● **Stored entries**

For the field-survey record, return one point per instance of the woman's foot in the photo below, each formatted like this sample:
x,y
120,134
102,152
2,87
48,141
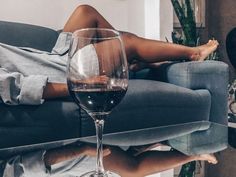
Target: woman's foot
x,y
207,157
203,51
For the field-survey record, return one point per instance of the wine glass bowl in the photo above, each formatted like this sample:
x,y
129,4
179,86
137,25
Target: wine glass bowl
x,y
97,78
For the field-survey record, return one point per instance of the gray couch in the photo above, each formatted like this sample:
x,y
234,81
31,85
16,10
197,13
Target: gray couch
x,y
183,104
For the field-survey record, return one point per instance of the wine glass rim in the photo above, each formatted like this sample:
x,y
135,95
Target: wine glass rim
x,y
116,33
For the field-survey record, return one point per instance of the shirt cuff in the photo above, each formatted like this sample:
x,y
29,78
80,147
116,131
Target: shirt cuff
x,y
33,164
32,90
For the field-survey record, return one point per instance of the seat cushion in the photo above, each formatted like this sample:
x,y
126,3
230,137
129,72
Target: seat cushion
x,y
147,104
151,104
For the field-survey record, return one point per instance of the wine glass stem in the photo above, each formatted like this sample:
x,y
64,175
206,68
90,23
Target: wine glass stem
x,y
99,123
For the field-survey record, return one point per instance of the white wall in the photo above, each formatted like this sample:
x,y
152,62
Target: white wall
x,y
142,17
54,13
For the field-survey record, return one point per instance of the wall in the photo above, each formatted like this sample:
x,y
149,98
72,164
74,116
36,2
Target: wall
x,y
221,18
54,13
142,17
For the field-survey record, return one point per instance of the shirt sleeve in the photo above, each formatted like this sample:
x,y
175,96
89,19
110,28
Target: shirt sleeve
x,y
28,165
16,88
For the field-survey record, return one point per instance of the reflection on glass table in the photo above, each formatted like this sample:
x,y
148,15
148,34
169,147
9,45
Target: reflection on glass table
x,y
77,157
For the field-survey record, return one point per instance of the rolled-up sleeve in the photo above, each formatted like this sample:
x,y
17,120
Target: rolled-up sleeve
x,y
18,89
28,165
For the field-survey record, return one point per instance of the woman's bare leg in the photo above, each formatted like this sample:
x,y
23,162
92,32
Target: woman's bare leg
x,y
85,16
136,47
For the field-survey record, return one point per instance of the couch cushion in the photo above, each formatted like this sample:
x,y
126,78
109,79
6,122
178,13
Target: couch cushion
x,y
147,104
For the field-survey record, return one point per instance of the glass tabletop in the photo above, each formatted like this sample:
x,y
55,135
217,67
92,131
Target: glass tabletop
x,y
186,137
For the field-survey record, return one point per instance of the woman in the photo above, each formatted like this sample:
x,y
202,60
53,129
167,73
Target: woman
x,y
140,52
28,76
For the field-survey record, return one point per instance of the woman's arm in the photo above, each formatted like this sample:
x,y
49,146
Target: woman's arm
x,y
55,90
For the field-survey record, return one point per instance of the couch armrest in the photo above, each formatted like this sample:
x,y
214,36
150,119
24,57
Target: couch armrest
x,y
210,75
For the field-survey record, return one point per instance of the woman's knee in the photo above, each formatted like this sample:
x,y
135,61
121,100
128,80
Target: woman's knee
x,y
85,10
130,42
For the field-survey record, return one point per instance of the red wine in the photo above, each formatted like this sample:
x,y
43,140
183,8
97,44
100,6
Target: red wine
x,y
98,100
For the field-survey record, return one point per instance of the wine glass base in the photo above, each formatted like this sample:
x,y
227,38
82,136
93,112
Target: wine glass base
x,y
106,174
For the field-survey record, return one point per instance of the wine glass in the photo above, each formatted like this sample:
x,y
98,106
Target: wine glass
x,y
97,78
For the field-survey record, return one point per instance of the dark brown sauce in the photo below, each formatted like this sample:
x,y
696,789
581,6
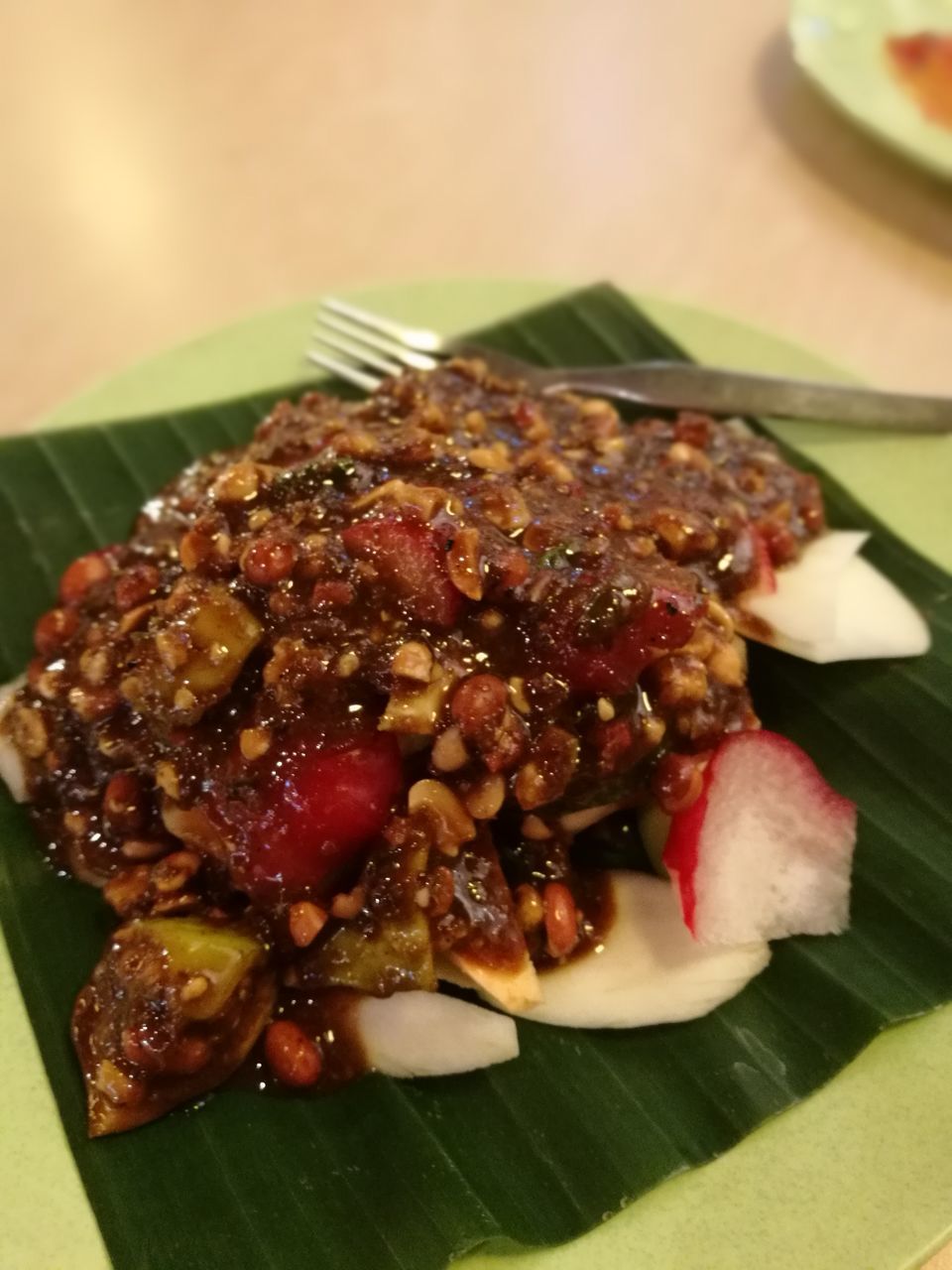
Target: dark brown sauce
x,y
329,1020
595,902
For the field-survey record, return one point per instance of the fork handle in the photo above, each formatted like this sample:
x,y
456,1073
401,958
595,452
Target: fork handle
x,y
678,385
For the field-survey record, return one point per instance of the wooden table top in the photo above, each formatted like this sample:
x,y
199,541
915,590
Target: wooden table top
x,y
169,168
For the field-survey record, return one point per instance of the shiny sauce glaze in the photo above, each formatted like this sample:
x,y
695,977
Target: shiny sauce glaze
x,y
343,685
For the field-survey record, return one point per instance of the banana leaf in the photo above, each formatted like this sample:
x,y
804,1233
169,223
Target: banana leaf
x,y
411,1175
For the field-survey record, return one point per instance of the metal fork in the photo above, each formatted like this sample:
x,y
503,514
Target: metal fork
x,y
363,348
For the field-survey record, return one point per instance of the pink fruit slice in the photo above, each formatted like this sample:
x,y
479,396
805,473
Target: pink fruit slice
x,y
322,804
411,563
767,848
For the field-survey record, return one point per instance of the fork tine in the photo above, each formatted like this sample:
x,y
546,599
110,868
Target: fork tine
x,y
362,354
343,370
413,336
394,349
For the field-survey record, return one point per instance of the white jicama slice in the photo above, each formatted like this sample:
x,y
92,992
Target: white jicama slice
x,y
428,1034
511,988
833,606
767,848
12,767
648,968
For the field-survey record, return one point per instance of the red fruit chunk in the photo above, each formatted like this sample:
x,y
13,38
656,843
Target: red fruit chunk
x,y
766,851
766,581
322,804
411,561
667,622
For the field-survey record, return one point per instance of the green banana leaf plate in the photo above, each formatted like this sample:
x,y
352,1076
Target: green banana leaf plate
x,y
536,1152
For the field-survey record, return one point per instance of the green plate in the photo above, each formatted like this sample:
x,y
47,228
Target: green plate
x,y
860,1176
841,45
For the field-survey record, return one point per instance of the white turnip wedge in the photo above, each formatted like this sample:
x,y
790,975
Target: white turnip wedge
x,y
833,606
426,1034
767,848
13,774
509,988
648,968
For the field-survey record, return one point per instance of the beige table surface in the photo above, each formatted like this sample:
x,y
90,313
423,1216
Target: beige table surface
x,y
166,168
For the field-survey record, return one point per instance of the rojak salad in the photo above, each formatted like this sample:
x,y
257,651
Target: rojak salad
x,y
333,729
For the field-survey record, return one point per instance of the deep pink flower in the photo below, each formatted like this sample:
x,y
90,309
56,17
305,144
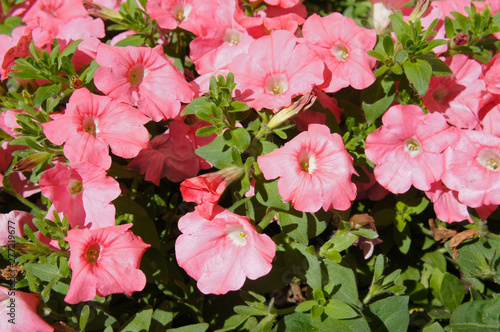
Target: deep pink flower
x,y
83,192
407,148
342,45
104,261
473,169
221,253
92,124
315,161
12,223
207,189
20,308
142,77
275,69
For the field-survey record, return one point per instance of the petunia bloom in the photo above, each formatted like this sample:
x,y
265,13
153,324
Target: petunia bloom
x,y
143,77
221,253
408,148
83,192
275,69
315,161
104,261
92,124
342,45
207,189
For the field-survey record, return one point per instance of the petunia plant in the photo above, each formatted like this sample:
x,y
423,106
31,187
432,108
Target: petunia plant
x,y
249,165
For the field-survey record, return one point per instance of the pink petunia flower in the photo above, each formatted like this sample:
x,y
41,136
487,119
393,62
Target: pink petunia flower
x,y
18,312
221,253
408,148
315,161
92,124
342,45
83,192
207,189
104,261
275,69
473,169
143,77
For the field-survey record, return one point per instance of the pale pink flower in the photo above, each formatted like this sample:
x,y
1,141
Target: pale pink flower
x,y
18,312
143,77
342,45
83,192
407,148
315,161
457,96
275,69
12,223
473,169
104,261
92,124
190,15
221,253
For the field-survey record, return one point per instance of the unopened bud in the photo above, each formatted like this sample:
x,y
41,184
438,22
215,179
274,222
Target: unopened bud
x,y
286,113
420,8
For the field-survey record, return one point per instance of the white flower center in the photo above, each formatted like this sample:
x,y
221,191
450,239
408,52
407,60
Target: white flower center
x,y
276,84
307,161
91,126
236,234
232,36
181,11
340,51
413,147
489,158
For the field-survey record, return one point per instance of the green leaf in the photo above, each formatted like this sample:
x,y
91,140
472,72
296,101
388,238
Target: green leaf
x,y
476,316
140,321
378,97
302,226
239,138
340,310
45,92
452,291
390,314
419,74
268,195
216,152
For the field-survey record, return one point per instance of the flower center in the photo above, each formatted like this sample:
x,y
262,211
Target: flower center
x,y
276,84
232,36
181,11
236,234
93,253
75,187
136,75
307,161
340,51
412,146
90,125
489,158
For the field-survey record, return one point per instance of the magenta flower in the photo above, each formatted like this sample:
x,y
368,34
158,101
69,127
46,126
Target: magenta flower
x,y
473,169
315,161
342,45
275,69
143,77
20,308
92,124
221,253
407,148
104,261
83,192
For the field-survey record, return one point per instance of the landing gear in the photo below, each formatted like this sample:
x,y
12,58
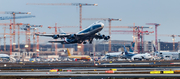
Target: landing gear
x,y
84,42
90,42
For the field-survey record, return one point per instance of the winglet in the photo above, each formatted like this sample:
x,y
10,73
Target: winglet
x,y
155,49
61,31
69,54
132,47
126,53
37,34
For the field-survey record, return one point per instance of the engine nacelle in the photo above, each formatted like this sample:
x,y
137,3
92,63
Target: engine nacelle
x,y
55,36
101,36
72,36
106,37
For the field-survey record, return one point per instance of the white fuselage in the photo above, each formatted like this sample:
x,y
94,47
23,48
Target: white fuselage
x,y
141,56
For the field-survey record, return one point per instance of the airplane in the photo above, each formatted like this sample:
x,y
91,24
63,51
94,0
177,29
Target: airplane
x,y
4,56
117,54
135,56
78,57
175,55
88,33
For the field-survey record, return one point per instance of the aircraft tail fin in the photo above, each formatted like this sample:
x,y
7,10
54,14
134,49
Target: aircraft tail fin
x,y
61,31
69,54
132,47
125,50
155,50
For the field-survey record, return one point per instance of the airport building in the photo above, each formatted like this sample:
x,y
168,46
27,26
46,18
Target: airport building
x,y
102,46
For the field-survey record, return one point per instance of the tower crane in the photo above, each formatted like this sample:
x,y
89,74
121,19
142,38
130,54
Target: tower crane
x,y
156,25
37,44
14,13
27,28
56,33
74,4
10,24
109,20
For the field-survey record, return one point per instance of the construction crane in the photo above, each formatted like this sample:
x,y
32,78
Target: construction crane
x,y
17,17
136,33
37,44
109,20
74,4
27,28
10,24
14,13
156,25
56,33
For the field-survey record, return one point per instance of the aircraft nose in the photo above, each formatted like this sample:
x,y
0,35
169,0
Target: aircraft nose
x,y
102,25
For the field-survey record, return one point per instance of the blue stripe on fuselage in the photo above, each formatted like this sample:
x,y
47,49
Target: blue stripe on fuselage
x,y
91,28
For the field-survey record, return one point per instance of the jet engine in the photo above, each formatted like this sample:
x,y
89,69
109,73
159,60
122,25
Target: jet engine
x,y
101,36
106,37
72,36
55,36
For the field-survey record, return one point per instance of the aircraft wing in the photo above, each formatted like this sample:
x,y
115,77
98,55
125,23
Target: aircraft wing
x,y
57,42
52,35
55,36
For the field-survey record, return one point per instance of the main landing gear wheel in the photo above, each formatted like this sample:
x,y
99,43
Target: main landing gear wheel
x,y
84,42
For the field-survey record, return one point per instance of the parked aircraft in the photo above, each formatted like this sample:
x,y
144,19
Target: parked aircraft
x,y
4,56
118,54
78,57
174,55
136,56
88,33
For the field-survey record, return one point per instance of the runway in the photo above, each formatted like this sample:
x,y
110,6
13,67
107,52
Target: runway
x,y
94,75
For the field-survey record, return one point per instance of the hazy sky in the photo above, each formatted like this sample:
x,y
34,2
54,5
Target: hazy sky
x,y
140,12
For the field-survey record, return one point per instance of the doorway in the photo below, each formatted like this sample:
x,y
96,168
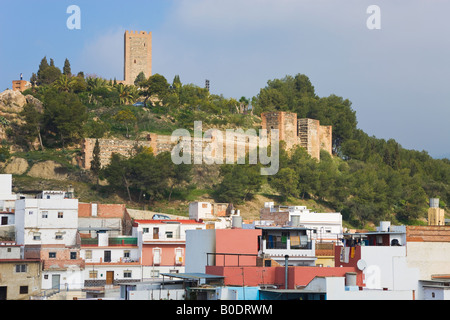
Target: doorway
x,y
56,281
107,256
109,277
3,293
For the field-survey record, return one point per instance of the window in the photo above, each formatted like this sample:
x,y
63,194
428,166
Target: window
x,y
21,268
23,290
107,256
155,273
155,233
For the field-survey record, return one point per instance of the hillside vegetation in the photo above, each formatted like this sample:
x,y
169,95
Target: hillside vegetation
x,y
366,179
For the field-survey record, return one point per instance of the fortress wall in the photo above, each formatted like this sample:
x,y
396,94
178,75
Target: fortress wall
x,y
137,55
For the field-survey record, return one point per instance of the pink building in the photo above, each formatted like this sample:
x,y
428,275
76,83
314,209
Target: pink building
x,y
163,244
238,255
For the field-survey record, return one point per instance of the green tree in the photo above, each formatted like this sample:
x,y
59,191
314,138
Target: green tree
x,y
31,128
126,117
64,115
156,85
140,79
240,182
66,69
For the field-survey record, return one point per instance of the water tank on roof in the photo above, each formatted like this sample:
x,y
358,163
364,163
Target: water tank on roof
x,y
434,202
102,239
384,226
236,222
295,220
350,279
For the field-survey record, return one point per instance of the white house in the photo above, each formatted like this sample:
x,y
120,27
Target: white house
x,y
110,260
48,219
326,226
7,198
47,228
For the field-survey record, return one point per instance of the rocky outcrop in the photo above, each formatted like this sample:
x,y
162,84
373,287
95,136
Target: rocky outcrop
x,y
12,101
16,166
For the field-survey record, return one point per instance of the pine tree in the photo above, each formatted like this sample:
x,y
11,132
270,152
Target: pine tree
x,y
95,162
66,69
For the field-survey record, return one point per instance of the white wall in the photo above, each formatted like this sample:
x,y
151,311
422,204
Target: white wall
x,y
335,290
136,271
69,279
200,210
29,219
387,268
328,226
116,253
429,257
15,252
198,243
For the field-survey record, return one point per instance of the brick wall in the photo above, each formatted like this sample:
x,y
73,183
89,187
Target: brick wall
x,y
138,55
428,233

● **WORK TASK**
Show me all lines in the records that contain "below".

● **RESPONSE FOR THIS EXERCISE**
For the field-survey record, return one point per instance of the woman's foot in the photo below, each formatted like this sample:
For the field-survey record, return one point per instance of the dark brown sauce in the photo below, each formatted like this sample:
For the field-survey record, return one point per instance of the deep pink flower in the photo below, each formatted like this sample:
For the field-survey record, return one point per instance of the landing gear in the photo below, each formatted like this sample:
For the field-survey record, return one point per instance of the doorway in the photo below, each formatted like this sample:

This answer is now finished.